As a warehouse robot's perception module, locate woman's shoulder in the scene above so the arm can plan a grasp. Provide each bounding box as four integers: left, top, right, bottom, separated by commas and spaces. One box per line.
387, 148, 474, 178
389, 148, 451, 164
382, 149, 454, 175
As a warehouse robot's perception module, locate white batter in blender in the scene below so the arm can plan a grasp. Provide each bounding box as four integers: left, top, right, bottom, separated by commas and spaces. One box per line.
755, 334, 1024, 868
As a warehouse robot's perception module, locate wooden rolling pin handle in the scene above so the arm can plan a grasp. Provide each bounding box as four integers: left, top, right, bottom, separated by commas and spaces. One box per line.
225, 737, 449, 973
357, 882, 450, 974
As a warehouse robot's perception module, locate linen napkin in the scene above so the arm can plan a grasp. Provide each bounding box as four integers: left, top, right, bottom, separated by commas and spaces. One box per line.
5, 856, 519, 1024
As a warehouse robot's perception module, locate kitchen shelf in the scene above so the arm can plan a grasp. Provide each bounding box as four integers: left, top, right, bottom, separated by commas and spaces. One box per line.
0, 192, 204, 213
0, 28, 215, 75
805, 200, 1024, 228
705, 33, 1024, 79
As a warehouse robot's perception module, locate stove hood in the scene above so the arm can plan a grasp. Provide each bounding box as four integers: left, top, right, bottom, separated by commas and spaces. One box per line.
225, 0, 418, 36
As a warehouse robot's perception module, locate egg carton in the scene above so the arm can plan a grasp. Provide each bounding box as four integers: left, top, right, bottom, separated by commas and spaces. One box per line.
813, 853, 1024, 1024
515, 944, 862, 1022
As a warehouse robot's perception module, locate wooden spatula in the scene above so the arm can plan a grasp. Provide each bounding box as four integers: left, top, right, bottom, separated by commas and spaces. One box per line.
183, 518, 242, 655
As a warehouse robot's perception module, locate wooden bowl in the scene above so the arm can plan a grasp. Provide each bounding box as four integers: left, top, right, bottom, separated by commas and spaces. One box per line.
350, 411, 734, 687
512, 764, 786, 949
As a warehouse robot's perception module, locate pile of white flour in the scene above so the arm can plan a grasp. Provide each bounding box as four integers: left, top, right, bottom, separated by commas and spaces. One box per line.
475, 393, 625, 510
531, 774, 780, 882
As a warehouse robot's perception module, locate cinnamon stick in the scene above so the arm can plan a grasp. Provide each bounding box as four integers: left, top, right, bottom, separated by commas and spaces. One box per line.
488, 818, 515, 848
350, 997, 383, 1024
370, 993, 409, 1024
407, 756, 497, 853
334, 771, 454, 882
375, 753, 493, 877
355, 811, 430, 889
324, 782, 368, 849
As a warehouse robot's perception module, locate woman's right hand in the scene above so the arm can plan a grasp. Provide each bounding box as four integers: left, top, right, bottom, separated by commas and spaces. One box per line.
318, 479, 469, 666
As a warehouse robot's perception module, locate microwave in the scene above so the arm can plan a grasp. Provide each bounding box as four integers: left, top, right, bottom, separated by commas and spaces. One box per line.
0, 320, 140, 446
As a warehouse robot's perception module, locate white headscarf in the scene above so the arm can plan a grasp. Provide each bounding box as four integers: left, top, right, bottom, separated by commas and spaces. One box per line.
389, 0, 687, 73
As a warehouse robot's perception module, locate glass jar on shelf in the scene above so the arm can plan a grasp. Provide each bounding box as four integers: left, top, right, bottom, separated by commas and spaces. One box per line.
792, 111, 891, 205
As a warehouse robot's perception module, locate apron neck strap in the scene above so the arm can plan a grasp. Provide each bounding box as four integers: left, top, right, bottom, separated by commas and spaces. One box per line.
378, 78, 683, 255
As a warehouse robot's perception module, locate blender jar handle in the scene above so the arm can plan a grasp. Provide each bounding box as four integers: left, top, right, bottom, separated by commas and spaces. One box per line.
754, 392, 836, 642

———

▸ The task
Could you give the records again, exactly as they appear?

▸ Reply to the exercise
As a warehouse robot's perception module, locate woman's shoulder in the scene above so the arm can plan a grasp. Provide each bounding box as four integers: left, top, right, bottom, separated by commas and spaces. One box per line.
387, 148, 474, 178
389, 148, 451, 164
382, 149, 454, 175
As a warehouse robot's perception module, locate white batter in blender in the scene below so the arm can plan a grasp. Provide each bounding box as four integers: left, top, right, bottom, separated by commas and spaces. One box per line.
755, 334, 1024, 868
As a warehouse robot's perception module, locate wooden rolling pin handle in the scene above so the arm can plan a grasp. Provide each bounding box as four integers: left, top, right, bottom, separated by commas and spaces. One box per line.
225, 737, 449, 973
357, 882, 450, 974
As a warehouse robot's perception module, locate linen napkin in the scene above so the arm can plan a grasp. Provide each bounding box as four integers: left, top, right, bottom, separated by commas and spaces. One box per line.
5, 856, 519, 1024
As a warehouse robot's perception module, locate kitchen shelf in the scene above so the arm can plan a grasp. Provide each bounding box as four integers: left, top, right, bottom, separated by commas and spaces. One box per line.
0, 192, 204, 213
0, 28, 215, 75
805, 200, 1024, 228
705, 33, 1024, 79
As a warehouse robot's perception module, locate stove hood in the scene above so the arm can plan a grasp. Provide each bounding box as four integers: left, top, right, bottom, separated by commas and spaces. One box per line.
225, 0, 418, 36
As a warehouse robot's perception module, locate egg carton in the scene above so the arm can plan a grasp. Provide each bounding box as four integers: left, top, right, bottom, separated by commas and spaces. One box per line.
813, 853, 1024, 1024
515, 944, 862, 1022
As a warehouse robot's perception module, locate wooden spatula in the scene above so the arm can plan a grasp. Provide each bounding box as four integers: left, top, right, bottom, separated by commas and spaces. One box per line.
183, 518, 242, 655
As a warehouse robot's perception module, locate wooden bowl in the scene above so the arm can plan a grasp. Provide each bounding box as four integers: left, top, right, bottom, separated by commas and spaces. One box per line.
350, 411, 734, 687
512, 764, 786, 949
As a warehouse robot's perception module, locate pile of white flour in the scene above so the arm can plan a grasp. Provide each bounding box as four integers: left, top, right, bottom, separated by commas and spaces. One box per line.
475, 393, 625, 510
531, 774, 780, 882
As a warehouse robot's perception module, locate cinnamon stick in the scene above so the arm can plan a grasp. Provide each bounding box as four integers: left, top, right, bottom, separated by commas and spaces. One box per line.
488, 818, 515, 848
350, 997, 383, 1024
370, 993, 409, 1024
407, 756, 497, 853
334, 771, 454, 882
375, 753, 493, 877
355, 811, 430, 889
324, 782, 368, 849
As a warehouse robot's perception module, locate woman's right hand in the scene above so the arm can plan a grasp. Provide each bounding box as four integers: left, top, right, bottom, separated by commas and spaces. One box per line.
318, 479, 469, 666
As a warehouse robot's perception module, locate microwave in the scene above so the arm can plan a grasp. Provide each bounding box as four integers: left, top, right, bottom, separated by commas and spaces. One box per line.
0, 320, 140, 446
As a warehouse robot's perception module, locate white headscarf in the scene above so the arm can plan a grasp. Provide each bounding box as four integers: left, top, right, bottom, separated by commas and spaces. One box per line.
389, 0, 687, 73
As a warehouse robot's perception module, locate glass jar on shelf in the scene above so the arm can plan a grasp. Provide each bounding box as four integers: left, top, right, bottom, separated by commas and spaces. One box per line.
792, 111, 891, 205
As a warehouse robot's perception module, locate apron neck strap in the scene above so the arm can plan a grasp. Provide each bounding box as four integers: left, top, right, bottom, separated by commas and spaces. One box per line.
378, 78, 683, 255
As a warehouse robot's perception module, locate blender jar handle in the scene above so the arm can plan a grasp. Provide each bounding box as four integers: left, top, right, bottom, separated by commas and spaces. One box per line.
754, 392, 836, 642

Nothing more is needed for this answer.